* [GIVEN TEXT]:

::::::

For years Sarah put her questions to the back of her mind but when, at the age of 72, in 2005, her adoptive mother died of breast cancer, she realised she was running out of time.
She says: “When Mum died it made me realise how much family knowledge died with her – how much more could be lost if my birth mother died without me ever meeting her. And with my 40th birthday looming, my need to find her became more pressing.
“Clearly, if Mum was right about my hospital birth, she must have known more than the stark facts recorded on my birth certificate.”
Sarah turned to the only other person she could think of, her adoptive father, but he insisted he knew nothing that could help her.
Facing a dead end, she applied for her adoption records and began her own search for information. She soon discovered that three months after she was left on the train, police received an anonymous call, claiming Sarah’s mum was a girl of 17 called E Shepherd who lived in Willesden with her father, boyfriend and brothers.
While Sarah was unable to find out the girl’s first name and exact address, police had kept notes recording the events.

::::::

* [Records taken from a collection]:
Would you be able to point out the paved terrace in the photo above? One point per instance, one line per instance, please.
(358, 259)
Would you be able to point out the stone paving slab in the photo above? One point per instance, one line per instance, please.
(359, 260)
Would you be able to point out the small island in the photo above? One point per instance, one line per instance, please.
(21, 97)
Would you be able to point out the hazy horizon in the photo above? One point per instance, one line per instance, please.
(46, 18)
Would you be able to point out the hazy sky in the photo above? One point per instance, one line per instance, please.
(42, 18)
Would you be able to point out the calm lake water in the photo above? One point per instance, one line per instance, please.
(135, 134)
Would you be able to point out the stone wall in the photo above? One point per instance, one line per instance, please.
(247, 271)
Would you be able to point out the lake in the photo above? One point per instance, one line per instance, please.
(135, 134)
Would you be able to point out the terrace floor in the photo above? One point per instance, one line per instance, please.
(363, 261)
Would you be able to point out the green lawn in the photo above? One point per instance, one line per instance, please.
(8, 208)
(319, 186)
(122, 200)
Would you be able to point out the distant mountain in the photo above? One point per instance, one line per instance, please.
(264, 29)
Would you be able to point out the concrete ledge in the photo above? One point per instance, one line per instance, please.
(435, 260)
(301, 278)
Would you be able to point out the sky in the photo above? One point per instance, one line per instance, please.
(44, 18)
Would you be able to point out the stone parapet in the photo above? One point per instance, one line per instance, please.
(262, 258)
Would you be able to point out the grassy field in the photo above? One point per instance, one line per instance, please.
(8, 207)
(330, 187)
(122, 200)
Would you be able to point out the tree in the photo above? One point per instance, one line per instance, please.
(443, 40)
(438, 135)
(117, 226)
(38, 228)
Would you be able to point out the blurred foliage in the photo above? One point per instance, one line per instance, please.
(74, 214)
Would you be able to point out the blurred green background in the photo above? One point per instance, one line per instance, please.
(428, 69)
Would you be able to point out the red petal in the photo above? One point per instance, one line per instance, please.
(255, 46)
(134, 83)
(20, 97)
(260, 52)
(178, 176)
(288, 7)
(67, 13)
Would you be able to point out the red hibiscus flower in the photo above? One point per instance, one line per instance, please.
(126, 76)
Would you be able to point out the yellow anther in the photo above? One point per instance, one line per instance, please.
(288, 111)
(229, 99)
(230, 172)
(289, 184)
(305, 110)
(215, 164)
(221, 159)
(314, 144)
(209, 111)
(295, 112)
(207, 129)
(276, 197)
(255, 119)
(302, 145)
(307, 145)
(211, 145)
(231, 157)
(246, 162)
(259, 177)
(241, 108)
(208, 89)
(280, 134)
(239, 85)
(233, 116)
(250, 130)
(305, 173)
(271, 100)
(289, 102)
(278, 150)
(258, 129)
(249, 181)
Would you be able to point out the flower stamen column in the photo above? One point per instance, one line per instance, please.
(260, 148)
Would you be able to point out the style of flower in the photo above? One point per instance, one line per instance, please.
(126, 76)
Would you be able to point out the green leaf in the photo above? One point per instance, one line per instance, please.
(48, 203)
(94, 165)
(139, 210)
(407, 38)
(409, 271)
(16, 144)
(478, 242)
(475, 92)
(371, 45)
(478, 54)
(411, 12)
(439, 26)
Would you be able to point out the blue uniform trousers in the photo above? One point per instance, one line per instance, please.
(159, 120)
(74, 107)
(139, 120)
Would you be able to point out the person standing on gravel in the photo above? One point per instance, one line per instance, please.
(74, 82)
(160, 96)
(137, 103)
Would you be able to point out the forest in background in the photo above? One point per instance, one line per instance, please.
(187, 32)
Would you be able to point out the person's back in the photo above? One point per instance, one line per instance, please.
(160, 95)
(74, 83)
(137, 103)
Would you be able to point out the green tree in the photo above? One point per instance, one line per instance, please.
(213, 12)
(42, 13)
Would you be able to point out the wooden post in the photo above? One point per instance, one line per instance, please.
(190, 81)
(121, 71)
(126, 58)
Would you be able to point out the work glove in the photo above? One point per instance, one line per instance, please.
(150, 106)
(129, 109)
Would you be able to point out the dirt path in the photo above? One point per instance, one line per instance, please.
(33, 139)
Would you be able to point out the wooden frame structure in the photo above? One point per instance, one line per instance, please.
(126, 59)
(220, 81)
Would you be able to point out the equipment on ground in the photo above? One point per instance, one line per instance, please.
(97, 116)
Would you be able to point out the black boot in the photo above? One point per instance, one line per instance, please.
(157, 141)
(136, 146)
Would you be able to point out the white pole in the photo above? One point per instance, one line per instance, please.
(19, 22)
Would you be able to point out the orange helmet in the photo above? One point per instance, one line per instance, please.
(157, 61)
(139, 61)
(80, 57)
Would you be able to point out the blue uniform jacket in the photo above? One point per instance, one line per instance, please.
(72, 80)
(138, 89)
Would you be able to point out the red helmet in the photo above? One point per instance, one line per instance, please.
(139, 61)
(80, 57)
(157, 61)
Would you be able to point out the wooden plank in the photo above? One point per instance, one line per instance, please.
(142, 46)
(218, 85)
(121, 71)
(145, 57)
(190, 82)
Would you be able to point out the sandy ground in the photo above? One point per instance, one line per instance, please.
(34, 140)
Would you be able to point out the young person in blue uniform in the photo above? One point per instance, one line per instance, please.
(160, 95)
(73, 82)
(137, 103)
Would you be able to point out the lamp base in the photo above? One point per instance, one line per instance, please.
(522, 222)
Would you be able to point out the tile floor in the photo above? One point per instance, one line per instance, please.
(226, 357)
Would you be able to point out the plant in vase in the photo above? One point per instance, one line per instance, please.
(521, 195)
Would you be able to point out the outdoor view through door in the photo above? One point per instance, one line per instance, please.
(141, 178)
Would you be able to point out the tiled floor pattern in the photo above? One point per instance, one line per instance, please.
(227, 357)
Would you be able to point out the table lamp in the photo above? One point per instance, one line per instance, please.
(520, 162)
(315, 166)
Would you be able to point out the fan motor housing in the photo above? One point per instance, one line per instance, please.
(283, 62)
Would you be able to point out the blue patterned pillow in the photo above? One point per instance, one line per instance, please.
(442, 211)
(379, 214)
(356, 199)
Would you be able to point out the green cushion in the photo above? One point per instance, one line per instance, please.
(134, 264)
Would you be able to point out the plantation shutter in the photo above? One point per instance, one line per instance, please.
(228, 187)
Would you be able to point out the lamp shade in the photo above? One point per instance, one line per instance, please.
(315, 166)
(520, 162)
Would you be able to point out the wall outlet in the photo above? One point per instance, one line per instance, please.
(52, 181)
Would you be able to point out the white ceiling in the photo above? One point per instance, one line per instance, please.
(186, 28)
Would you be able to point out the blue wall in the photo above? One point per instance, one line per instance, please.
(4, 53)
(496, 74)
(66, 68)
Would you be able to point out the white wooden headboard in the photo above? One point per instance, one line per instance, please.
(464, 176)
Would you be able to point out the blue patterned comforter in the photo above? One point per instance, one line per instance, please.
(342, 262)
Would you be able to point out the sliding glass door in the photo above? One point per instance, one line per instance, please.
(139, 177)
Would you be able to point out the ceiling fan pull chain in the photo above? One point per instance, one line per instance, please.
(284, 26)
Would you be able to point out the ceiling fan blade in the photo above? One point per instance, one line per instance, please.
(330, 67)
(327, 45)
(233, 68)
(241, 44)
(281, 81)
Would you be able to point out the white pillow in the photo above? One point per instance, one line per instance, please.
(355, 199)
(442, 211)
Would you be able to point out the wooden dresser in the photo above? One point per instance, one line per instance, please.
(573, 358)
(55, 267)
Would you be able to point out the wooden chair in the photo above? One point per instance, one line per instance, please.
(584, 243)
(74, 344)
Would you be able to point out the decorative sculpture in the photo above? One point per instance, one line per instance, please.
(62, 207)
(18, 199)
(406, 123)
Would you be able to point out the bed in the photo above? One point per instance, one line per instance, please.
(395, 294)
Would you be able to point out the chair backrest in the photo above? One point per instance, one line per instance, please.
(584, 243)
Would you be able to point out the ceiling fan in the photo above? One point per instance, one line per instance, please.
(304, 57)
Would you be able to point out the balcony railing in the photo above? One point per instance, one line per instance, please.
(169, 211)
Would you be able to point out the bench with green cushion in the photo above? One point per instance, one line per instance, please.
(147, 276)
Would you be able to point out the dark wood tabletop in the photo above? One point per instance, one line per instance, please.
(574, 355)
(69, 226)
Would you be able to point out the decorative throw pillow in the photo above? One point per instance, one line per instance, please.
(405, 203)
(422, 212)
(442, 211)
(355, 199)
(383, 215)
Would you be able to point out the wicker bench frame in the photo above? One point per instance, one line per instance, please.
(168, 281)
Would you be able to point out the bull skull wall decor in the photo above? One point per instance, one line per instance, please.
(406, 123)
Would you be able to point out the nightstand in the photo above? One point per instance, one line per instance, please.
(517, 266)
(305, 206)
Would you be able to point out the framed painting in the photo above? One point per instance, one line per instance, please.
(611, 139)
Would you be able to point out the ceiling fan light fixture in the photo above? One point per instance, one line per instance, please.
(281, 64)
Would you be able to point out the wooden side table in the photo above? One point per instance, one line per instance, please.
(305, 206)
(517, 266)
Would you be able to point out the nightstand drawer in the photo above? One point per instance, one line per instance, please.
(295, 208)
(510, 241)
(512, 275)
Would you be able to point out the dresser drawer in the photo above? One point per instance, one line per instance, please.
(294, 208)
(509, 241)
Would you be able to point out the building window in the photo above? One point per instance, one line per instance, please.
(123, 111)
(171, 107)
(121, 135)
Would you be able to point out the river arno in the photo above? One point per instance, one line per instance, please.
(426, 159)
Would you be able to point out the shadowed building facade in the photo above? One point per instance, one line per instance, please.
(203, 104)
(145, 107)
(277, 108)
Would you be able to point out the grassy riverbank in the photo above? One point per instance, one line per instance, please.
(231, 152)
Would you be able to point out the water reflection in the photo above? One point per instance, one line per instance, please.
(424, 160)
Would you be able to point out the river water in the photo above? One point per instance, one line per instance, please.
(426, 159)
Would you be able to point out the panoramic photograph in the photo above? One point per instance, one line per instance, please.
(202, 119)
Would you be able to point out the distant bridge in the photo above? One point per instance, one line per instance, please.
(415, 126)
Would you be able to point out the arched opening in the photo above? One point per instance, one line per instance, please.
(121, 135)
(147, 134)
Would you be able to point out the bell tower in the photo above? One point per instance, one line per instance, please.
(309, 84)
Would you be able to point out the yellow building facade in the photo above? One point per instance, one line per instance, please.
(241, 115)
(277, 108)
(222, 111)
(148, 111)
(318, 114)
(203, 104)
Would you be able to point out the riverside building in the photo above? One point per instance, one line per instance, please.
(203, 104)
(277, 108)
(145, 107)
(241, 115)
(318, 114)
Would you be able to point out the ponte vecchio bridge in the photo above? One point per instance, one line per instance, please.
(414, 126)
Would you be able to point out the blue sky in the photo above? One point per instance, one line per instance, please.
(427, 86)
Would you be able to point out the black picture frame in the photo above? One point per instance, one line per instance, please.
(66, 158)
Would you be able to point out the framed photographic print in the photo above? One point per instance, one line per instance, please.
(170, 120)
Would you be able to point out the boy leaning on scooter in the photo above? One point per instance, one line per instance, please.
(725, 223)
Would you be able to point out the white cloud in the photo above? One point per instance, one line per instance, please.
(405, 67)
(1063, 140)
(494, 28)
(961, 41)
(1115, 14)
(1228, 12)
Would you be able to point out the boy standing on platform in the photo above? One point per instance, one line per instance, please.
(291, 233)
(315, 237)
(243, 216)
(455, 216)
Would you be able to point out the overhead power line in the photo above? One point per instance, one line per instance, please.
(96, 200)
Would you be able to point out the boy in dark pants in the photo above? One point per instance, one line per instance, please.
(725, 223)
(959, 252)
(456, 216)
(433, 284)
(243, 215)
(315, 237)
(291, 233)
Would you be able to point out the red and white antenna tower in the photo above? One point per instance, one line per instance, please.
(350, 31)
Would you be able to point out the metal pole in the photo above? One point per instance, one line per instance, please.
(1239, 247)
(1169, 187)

::::::

* [EXERCISE DETAILS]: Reproduce word for word the part of the passage about Sarah's search for her birth mother that begins at the words containing "Facing a dead" and ends after "recording the events.". The data comes from a separate source.

* [SOLUTION FOR THIS PROBLEM]:
Facing a dead end, she applied for her adoption records and began her own search for information. She soon discovered that three months after she was left on the train, police received an anonymous call, claiming Sarah’s mum was a girl of 17 called E Shepherd who lived in Willesden with her father, boyfriend and brothers.
While Sarah was unable to find out the girl’s first name and exact address, police had kept notes recording the events.